◆ Exercise set:
**a.** Return the passage in the Port of Beirut text that opens with the words containing "On 4 August" and closes with "S&P Global estimate.", copied word for word.
**b.** Resume the Port of Beirut text after its last sentence, carrying it forward in the same style.

Port in Lebanon and quarter of Beirut

The Port of Beirut (مرفأ بيروت) is the main port in Lebanon on the eastern part of the Saint George Bay on Beirut's northern Mediterranean coast, west of the Beirut River. It is one of the largest and busiest ports on the Eastern Mediterranean.

On 4 August 2020, a large explosion, caused by improperly stored ammonium nitrate, occurred at the port, killing at least 218 people, injuring more than 7,000 and rendering 300,000 others homeless. Large sections of the port and its infrastructure were destroyed, including most of Beirut's grain reserves, and billions of dollars in damages were inflicted across the city. The Port of Beirut was forced to close, due to the large-scale damage caused by the explosions, with cargo being redirected to smaller ports, such as Tripoli and Tyre. Prior to the disaster, about 60 percent of Lebanon's imports came through the port, according to an S&P Global estimate.

◆ Extracted information:
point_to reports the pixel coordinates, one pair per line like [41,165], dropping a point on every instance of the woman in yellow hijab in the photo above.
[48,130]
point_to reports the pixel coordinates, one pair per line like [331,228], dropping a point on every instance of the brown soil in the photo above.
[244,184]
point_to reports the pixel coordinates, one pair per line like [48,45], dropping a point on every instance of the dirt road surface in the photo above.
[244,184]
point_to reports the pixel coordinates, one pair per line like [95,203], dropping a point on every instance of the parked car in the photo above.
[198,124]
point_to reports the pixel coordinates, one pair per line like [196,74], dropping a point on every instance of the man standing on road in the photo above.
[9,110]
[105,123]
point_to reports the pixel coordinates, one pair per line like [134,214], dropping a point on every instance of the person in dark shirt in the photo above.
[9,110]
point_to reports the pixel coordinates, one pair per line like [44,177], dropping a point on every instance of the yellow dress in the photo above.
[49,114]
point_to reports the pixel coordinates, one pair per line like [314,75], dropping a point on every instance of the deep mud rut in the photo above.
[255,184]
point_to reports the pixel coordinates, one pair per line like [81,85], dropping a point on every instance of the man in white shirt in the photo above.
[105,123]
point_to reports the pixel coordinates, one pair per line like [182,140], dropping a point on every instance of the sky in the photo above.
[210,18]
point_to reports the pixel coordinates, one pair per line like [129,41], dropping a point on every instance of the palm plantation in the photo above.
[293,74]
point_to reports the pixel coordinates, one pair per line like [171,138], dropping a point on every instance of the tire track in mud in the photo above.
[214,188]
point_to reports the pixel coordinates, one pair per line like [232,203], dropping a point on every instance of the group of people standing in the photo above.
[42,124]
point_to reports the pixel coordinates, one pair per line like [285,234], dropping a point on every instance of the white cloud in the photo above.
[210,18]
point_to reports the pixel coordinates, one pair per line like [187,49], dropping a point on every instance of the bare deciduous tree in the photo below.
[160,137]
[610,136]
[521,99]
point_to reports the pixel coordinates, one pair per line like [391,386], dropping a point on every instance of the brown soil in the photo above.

◆ Solved problems:
**a.**
On 4 August 2020, a large explosion, caused by improperly stored ammonium nitrate, occurred at the port, killing at least 218 people, injuring more than 7,000 and rendering 300,000 others homeless. Large sections of the port and its infrastructure were destroyed, including most of Beirut's grain reserves, and billions of dollars in damages were inflicted across the city. The Port of Beirut was forced to close, due to the large-scale damage caused by the explosions, with cargo being redirected to smaller ports, such as Tripoli and Tyre. Prior to the disaster, about 60 percent of Lebanon's imports came through the port, according to an S&P Global estimate.

**b.**
On 14 April 2022, the Lebanese government ordered the demolition of Beirut’s grain silos, which were at risk of collapse after the 2020 port explosion. On 31 July and 4 August 2022, exactly 2 years after the explosion, the last of the northern block of the grain silos fell down.

==Management==
The port has been nicknamed the "Cave of Ali Baba and the 40 Thieves" due to longstanding reports of corruption, including evasion of customs duties at the port due to bribery schemes and the undervaluation of imports. In the early 2010s, Public Works and Transportation Minister Ghazi Aridi estimated that tax evasion at the port amounted to more than $1.5 billion annually. The port also earns this nickname for its abandonment of cargo and crew. In the aftermath of massive explosions in 2020, in an apparent industrial accident, Faysal Itani, a political analyst and deputy director of the Center for Global Policy at Georgetown University wrote that the Port, like other aspects of Lebanese society, suffered from "pervasive culture of negligence, petty corruption and blame-shifting."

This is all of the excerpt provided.